* THE PROBLEM:
Return each line of the records below that contains the word "front".

* ITEMS:
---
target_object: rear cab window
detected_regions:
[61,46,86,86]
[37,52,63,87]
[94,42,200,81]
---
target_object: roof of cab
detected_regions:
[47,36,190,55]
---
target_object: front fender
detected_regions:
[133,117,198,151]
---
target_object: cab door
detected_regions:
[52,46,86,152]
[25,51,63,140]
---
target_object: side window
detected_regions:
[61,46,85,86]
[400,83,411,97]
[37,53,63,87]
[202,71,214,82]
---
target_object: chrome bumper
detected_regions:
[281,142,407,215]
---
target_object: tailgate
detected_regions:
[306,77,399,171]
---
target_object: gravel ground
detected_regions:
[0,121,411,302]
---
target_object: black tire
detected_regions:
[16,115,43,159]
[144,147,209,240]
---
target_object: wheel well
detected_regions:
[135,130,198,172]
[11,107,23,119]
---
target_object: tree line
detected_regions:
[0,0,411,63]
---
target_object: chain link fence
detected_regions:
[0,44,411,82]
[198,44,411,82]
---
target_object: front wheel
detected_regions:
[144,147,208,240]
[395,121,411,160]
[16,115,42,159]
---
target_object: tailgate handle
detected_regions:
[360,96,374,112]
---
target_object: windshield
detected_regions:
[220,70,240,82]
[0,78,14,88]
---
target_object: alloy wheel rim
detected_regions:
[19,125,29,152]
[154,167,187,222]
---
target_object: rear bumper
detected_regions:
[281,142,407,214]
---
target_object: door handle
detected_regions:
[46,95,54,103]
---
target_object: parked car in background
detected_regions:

* ANSWER TO THIS EXERCISE:
target_object: front fender
target_object: front wheel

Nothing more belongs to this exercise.